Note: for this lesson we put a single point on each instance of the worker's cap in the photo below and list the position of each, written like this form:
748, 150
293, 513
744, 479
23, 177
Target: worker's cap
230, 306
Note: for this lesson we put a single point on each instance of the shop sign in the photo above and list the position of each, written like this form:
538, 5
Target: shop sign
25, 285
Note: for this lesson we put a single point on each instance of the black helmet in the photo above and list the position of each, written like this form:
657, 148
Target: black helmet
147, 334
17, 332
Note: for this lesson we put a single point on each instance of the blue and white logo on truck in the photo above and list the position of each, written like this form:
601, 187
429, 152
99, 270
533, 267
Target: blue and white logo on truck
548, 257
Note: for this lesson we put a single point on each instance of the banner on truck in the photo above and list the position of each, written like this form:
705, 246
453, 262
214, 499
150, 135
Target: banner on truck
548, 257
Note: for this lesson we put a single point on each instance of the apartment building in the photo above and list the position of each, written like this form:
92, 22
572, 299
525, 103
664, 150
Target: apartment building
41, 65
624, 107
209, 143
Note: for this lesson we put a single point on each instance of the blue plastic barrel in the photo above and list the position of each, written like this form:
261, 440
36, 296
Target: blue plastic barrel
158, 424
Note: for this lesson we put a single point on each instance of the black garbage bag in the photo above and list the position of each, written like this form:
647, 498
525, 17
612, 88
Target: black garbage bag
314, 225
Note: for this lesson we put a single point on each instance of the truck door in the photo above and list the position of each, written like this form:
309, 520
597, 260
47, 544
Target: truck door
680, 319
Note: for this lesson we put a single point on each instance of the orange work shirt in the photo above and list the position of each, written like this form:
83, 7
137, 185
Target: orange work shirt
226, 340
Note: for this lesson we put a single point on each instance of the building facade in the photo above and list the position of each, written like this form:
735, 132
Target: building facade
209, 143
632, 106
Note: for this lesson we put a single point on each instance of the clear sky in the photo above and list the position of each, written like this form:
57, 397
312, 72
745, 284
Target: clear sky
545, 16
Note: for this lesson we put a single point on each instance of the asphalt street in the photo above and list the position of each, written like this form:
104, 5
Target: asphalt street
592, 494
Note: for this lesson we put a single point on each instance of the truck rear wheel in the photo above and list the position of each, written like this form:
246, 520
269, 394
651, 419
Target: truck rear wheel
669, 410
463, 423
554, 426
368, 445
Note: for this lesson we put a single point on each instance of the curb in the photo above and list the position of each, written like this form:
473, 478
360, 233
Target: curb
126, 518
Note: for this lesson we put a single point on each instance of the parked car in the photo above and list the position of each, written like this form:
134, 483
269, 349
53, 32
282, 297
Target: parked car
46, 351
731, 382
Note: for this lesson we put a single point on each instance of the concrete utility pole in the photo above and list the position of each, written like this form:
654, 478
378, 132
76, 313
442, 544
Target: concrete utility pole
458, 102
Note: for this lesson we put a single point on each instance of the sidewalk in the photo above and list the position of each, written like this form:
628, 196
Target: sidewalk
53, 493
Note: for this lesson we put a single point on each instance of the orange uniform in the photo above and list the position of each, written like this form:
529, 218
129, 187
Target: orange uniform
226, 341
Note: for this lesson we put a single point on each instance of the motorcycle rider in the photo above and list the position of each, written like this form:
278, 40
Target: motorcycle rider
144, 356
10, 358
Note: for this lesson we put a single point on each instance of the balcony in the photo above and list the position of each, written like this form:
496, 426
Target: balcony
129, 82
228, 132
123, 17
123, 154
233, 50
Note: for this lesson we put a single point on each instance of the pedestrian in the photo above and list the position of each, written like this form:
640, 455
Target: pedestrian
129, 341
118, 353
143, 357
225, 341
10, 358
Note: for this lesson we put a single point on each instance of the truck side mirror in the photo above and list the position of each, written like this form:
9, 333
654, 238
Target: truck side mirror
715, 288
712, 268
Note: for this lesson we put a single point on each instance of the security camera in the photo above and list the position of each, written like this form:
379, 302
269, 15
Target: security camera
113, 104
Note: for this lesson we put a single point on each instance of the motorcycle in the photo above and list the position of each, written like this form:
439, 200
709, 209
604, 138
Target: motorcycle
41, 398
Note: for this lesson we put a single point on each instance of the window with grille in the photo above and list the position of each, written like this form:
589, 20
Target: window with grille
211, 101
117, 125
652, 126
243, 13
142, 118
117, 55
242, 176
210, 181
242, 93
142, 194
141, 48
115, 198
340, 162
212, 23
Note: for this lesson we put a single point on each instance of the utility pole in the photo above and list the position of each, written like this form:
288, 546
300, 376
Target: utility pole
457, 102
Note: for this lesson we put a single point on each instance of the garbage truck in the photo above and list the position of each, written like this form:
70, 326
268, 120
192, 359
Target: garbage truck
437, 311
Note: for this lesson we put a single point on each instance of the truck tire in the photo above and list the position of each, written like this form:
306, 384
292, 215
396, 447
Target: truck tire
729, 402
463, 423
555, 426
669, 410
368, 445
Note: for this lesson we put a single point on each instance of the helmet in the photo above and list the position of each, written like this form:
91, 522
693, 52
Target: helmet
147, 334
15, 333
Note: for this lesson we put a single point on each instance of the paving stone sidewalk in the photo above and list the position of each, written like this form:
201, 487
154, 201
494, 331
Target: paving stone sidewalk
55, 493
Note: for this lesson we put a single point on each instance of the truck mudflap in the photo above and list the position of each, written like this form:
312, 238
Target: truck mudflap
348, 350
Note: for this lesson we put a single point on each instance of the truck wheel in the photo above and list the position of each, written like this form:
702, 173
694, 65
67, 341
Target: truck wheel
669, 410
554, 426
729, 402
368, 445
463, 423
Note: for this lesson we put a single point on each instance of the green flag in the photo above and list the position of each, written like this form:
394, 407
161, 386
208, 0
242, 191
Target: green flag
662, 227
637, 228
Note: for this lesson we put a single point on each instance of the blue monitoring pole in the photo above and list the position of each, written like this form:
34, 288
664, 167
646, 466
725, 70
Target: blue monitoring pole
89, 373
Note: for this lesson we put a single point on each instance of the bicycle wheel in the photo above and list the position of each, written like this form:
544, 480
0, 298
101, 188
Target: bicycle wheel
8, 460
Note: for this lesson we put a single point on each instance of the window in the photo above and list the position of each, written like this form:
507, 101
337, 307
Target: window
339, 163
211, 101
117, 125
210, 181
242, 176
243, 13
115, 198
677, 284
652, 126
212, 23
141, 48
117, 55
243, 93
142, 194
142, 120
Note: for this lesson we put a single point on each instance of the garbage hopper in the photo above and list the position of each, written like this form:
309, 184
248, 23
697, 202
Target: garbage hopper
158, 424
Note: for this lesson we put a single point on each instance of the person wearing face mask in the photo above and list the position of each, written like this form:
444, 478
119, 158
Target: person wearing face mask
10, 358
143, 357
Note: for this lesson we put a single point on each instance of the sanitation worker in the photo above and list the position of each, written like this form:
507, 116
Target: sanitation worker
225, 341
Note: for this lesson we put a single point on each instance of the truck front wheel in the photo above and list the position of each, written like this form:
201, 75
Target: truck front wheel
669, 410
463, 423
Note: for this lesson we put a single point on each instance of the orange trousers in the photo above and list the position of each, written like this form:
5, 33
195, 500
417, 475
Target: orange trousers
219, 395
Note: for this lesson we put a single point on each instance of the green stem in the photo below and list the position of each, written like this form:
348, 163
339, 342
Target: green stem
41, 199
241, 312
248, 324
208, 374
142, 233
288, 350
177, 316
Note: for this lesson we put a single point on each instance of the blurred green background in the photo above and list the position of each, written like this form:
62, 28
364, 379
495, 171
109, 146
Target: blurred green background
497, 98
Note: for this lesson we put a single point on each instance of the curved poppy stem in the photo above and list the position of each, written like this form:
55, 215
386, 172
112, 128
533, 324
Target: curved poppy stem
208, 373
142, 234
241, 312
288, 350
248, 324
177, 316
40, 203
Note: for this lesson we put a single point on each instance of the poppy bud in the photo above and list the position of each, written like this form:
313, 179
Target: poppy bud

◇ ◇ ◇

• [Problem requirements] Take the data above and return it exactly.

• [Exercise answer]
Note: for this lesson we put a single point on each instance of the worker's cap in the photo below and list the position of each, written like this form:
748, 150
293, 513
744, 479
23, 177
Target: worker's cap
230, 306
Note: for this lesson we put a single point on each instance of the shop sign in the photo above and list the position of each, written like this form:
538, 5
Target: shop sign
25, 285
Note: for this lesson we put a single point on each instance of the black helmet in the photo above and list the position of each, written like this form:
657, 148
Target: black helmet
147, 334
17, 332
Note: for this lesson we put a single point on each instance of the blue and white logo on truck in the photo above and list the position of each, written like this form:
601, 187
429, 152
99, 270
533, 267
Target: blue and white logo on truck
548, 257
Note: for this lesson we put a single point on each instance of the banner on truck in the photo above and list the position of each, written like this form:
705, 246
453, 262
214, 499
150, 135
Target: banner on truck
548, 257
Note: for this lesson we put a single point on each instance of the apartment building in the photo above and list the position of each, written like this form:
92, 22
572, 299
525, 103
664, 150
Target: apartment building
41, 65
624, 107
209, 143
Note: for this lesson we put a single point on each instance of the blue plastic barrel in the photo above and list the position of each, written like this form:
261, 440
36, 296
Target: blue plastic barrel
158, 424
Note: for this lesson we put a single point on each instance of the black garbage bag in the photo above and list the position of each, written like this form:
647, 498
525, 17
612, 88
Target: black garbage bag
314, 225
Note: for this lesson we put a single point on each instance of the truck door in the photo above and list the position of each, written like this form:
309, 520
597, 260
47, 544
Target: truck door
680, 319
Note: for this lesson we put a single point on each instance of the orange work shirt in the photo above and list the position of each, written like this form:
83, 7
137, 185
Target: orange work shirt
226, 340
Note: for this lesson we put a single point on each instance of the building facade in the photo above and list the position of each, written like this form:
735, 132
Target: building facade
209, 143
632, 106
Note: for this lesson we put a single point on each instance of the clear sky in the photo above and list the position of each, written like this form:
57, 397
312, 72
745, 284
Target: clear sky
545, 16
Note: for this lesson we put a single point on each instance of the asphalt street in the photo above and list the position of each, written like this form:
104, 5
Target: asphalt street
592, 494
Note: for this lesson we put a single point on each instance of the truck rear wheel in the photo above and list the position of each, written like this form:
246, 520
269, 394
651, 419
Target: truck rear wheel
669, 410
463, 423
554, 426
368, 445
Note: for this lesson we put a single point on each instance of the curb in the photo above and list the position of each, written like this form:
473, 478
360, 233
Target: curb
126, 518
Note: for this lesson we put a single point on each instance of the parked car in the photo above and list the position of each, written like this form:
134, 483
269, 349
53, 32
282, 297
Target: parked car
46, 351
731, 382
Note: for this lesson we put a single point on each instance of the concrete utility pole in the photo above and list the position of each, written like this form:
654, 478
378, 132
76, 313
442, 544
Target: concrete utility pole
458, 102
Note: for this lesson we put a single point on each instance of the sidewalk in the photo above and list the position of each, written like this form:
628, 196
Target: sidewalk
53, 493
Note: for this lesson we put a single point on each instance of the orange uniform in the photo above and list the position of each, written like this form:
529, 218
129, 187
Target: orange uniform
226, 341
Note: for this lesson we put a single point on each instance of the motorcycle rider in the photo above and list the position of each, written like this form:
278, 40
Target: motorcycle rider
144, 356
10, 358
Note: for this lesson we put a single point on each instance of the balcony in the photo above and list the position of each, written like this form:
496, 426
Target: balcony
129, 82
228, 132
123, 17
123, 154
233, 50
Note: for this lesson we put a single point on each instance of the pedestrian in the photo above and list the position of each, written like this form:
640, 455
Target: pedestrian
129, 341
118, 353
143, 357
225, 341
10, 358
Note: for this lesson we put a single point on each instance of the truck side mirror in the photo above and list the position of each, written like this form:
9, 333
654, 238
Target: truck side mirror
715, 288
712, 268
Note: for this lesson we put a single point on each instance of the security camera in the photo above and list the position of each, written like this form:
379, 302
269, 15
Target: security camera
113, 104
Note: for this lesson we put a single point on each instance of the motorcycle in the photo above and list the position of each, written like this form:
439, 200
709, 209
604, 138
Target: motorcycle
41, 398
Note: for this lesson we put a single point on each instance of the window with grille in the photo above and list the position of each, written like this form:
589, 20
Target: window with grille
211, 101
117, 125
652, 126
243, 13
142, 118
117, 55
242, 176
210, 181
242, 93
142, 194
141, 48
115, 198
340, 162
212, 23
Note: for this lesson we put a single point on each instance of the utility pole in the photo above and list the position of each, written like this form:
288, 546
300, 376
Target: utility pole
457, 102
Note: for this lesson we put a single point on each instance of the garbage truck in the photo above and list the position of each, written like this form:
70, 326
268, 120
192, 359
Target: garbage truck
437, 311
Note: for this lesson we put a single point on each instance of the truck tire in the photo above and list the position of each, written like this form:
306, 384
292, 215
396, 447
Target: truck tire
729, 402
463, 423
555, 426
669, 410
368, 445
Note: for this lesson we put a single point on each instance of the helmet in the photo above and list the position of each, written like this form:
91, 522
693, 52
Target: helmet
147, 334
15, 333
Note: for this lesson we put a single point on each instance of the paving stone sidewalk in the photo above and list the position of each, written like this form:
201, 487
154, 201
494, 331
Target: paving stone sidewalk
55, 493
Note: for this lesson we put a single point on each instance of the truck mudflap in the photo above and list the position of each, written like this form:
312, 238
Target: truck mudflap
348, 350
Note: for this lesson we put a single point on each instance of the truck wheel in the photo above and list the position of each, written like this form:
702, 173
694, 65
67, 341
Target: truck wheel
669, 410
554, 426
729, 402
368, 445
463, 423
Note: for this lesson we put a single point on each instance of the green flag in the photo above and list the position of each, written like this form:
394, 407
161, 386
208, 0
242, 191
Target: green flag
662, 227
637, 228
Note: for this lesson we put a single point on each instance of the blue monitoring pole in the photo above and list the position of each, written like this form:
34, 288
664, 167
646, 466
725, 70
Target: blue monitoring pole
89, 373
Note: for this lesson we put a single point on each instance of the bicycle wheel in the photo above and list the position of each, written like this form:
544, 480
0, 298
101, 188
Target: bicycle wheel
8, 460
Note: for this lesson we put a single point on each instance of the window in the photo above and list the position of each, written like this form:
507, 101
337, 307
Target: window
339, 163
211, 101
117, 125
210, 181
242, 176
243, 13
115, 198
677, 284
652, 126
212, 23
141, 48
117, 55
243, 93
142, 194
142, 120
Note: for this lesson we put a single point on each instance of the garbage hopper in the photo above and list the position of each, written like this form:
309, 184
248, 23
697, 202
Target: garbage hopper
158, 424
Note: for this lesson we put a single point on each instance of the person wearing face mask in the photo above and list the position of each, written like this form:
444, 478
119, 158
Target: person wearing face mask
10, 358
143, 357
Note: for this lesson we put a single point on each instance of the sanitation worker in the photo above and list the position of each, written like this form:
507, 116
Target: sanitation worker
225, 341
Note: for this lesson we put a single point on each instance of the truck front wheel in the photo above and list the position of each, written like this form:
201, 75
Target: truck front wheel
669, 410
463, 423
Note: for this lesson we put a single point on each instance of the orange trousers in the photo above and list the position of each, written like this form:
5, 33
195, 500
417, 475
Target: orange trousers
219, 395
Note: for this lesson we put a single point on each instance of the green stem in the photo below and list the position of each, written like this form:
348, 163
339, 342
Target: green stem
41, 199
241, 312
248, 324
208, 374
142, 233
288, 350
177, 316
Note: for this lesson we put a single point on each instance of the blurred green background in the photo above and list the position of each, written like this form:
62, 28
364, 379
495, 171
109, 146
Target: blurred green background
497, 98
Note: for this lesson we put a single point on each instance of the curved poppy stem in the photo above and list the position of each, written like this form:
55, 215
386, 172
112, 128
533, 324
Target: curved poppy stem
208, 373
142, 234
241, 312
288, 350
248, 324
177, 316
40, 203
Note: for this lesson we put a single point on each instance of the poppy bud in the photo above and list the position of each, written like this form:
313, 179
Target: poppy bud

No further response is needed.